— Start EXTRACTED TEXT —

I am not aware of a single respected bible scholar who agrees with your 'miracle of hearing' theory in Acts 2. Many of the commentaries on Acts mention this theory, but they all universally reject it as being untenable:
A Bible Handbook to the Acts of the Apostles - Mal Couch (President of Tyndale Theological Seminary)
What Is Speaking in Tongues?
The ability to speak in tongues was the ability to speak in known human languages that were unknown to the speaker. This definition is arrived at by noting that the word for tongue (glossa) is used in the New Testament for the physical organ of the tongue, but it frequently refers to language or speech. At the first manifestation of the gift in Acts 2, Luke carefully described the nature of the gift. When he stated that they "began to speak with other tongues" (Acts 2:4), he used the normal word for language (glossa). He underscored that known human languages were involved when he used the word dialect (dialektos) and then proceeded to tell his readers what languages were being spoken (vv. 6, 8).
Those who heard the tongues speaking on the day of Pentecost were Jews who had been part of the great dispersion of Israel. These had returned to the city of Jerusalem from many parts of the world to celebrate the feast of Pentecost. These Jews, expecting to hear Hebrew and Aramaic, were amazed to hear unschooled Galileans speaking Gentile languages fluently. According to Luke, every person was amazed by the phenomenon because "they were each one hearing them speak in his own language" (2:6). These languages were from almost every part of the Gentile world, both major languages and dialects. These Jews heard that day known languages, not ecstatic utterances.
From the words used and from the context itself, it is abundantly clear that the tongues speaking in Acts 2 had to do with known human languages that were unknown to the ones who spoke. It is a solid rule of biblical interpretation that the meaning of clear passages must determine the meanings in obscure passages. Acts 2 is a passage which clearly describes the gift of tongues.
The matter of tongues speaking is not really dealt with a great deal in the Scriptures. Luke in the book of Acts and Paul in the book of 1 Corinthians give our pertinent information on this phenomenon. The only other passage where tongues is specifically mentioned is Mark 16, where it is said that believers would speak with "new tongues." Robert Gromacki observes:
Assuming that the passage is genuine, the usage of the adjective kainos rather than its synonym neos is noteworthy... kainos refers to the new primarily in reference to quality... whereas neos refers to the recent. It is admitted by all that the phenomenon of speaking in tongues did not occur in the Old Testament or Gospel periods and that it first happened on the day of Pentecost (Acts 2). Therefore, if speaking in tongues had involved unknown languages never spoken before, Christ would have used neos (new in time).
But since Heused kainos, this must refer to foreign languages which were new to the speaker, but which had been in existence before."
What About Ecstatic Utterances?

— End EXTRACTED TEXT —

◆ PROBLEM REQUIREMENTS
Please say who heard the tongues speaking on the day of Pentecost, according to the passage on speaking in tongues. The lines after this point come from a separate source.

— Start SUPPLIED DATA —

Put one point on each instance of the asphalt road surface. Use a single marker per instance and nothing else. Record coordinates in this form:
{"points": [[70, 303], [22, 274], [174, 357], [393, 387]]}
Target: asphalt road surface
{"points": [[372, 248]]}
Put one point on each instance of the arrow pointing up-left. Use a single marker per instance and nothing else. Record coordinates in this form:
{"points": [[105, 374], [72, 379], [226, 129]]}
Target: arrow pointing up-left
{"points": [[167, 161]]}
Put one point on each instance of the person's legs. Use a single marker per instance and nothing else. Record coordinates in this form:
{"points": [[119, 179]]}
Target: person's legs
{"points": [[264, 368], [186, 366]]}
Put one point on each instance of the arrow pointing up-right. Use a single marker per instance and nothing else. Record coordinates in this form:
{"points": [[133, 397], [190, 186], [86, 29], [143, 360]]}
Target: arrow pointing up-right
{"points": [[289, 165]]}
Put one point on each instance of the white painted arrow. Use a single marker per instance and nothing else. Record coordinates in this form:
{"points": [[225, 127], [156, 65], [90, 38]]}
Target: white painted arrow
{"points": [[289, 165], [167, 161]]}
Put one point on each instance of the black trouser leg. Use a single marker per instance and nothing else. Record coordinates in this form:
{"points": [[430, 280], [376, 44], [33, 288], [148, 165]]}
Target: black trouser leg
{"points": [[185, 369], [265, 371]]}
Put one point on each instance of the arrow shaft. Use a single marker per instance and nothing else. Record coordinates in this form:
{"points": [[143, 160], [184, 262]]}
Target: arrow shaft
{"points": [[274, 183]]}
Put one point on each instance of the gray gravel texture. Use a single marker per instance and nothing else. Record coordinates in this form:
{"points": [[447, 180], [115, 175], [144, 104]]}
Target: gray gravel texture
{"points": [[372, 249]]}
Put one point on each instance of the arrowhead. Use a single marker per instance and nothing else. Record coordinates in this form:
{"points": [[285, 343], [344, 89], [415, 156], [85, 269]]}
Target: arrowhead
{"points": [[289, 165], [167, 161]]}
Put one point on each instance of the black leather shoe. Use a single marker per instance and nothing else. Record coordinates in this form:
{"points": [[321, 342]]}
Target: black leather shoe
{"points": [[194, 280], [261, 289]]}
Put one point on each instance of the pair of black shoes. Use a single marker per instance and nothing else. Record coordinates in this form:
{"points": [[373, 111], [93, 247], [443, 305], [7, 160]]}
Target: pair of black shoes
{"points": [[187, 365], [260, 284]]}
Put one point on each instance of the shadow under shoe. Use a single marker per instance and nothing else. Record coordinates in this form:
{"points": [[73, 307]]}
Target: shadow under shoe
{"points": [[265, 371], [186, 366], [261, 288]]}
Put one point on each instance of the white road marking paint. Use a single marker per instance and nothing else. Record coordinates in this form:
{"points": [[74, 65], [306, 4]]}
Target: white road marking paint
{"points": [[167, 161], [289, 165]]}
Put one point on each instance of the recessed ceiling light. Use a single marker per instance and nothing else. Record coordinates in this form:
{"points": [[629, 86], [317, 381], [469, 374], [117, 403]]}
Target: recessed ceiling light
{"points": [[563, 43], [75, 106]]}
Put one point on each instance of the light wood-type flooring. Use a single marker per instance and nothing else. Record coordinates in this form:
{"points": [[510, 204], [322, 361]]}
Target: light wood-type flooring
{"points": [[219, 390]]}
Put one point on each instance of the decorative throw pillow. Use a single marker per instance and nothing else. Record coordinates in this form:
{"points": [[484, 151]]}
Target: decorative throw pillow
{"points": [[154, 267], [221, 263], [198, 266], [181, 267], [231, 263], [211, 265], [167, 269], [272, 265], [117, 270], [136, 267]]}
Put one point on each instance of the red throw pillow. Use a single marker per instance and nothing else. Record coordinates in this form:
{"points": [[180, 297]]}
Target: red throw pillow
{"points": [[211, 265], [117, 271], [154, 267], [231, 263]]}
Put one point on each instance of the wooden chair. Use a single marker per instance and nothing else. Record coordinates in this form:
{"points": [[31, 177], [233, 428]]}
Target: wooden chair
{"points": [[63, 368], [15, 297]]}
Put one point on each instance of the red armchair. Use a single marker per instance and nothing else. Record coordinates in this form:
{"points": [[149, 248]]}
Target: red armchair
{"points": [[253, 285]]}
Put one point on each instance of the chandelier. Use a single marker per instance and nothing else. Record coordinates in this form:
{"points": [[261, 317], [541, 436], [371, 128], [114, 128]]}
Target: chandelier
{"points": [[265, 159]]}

— End SUPPLIED DATA —

◆ RESULT OF THIS TASK
Jews who had been part of the great dispersion of Israel.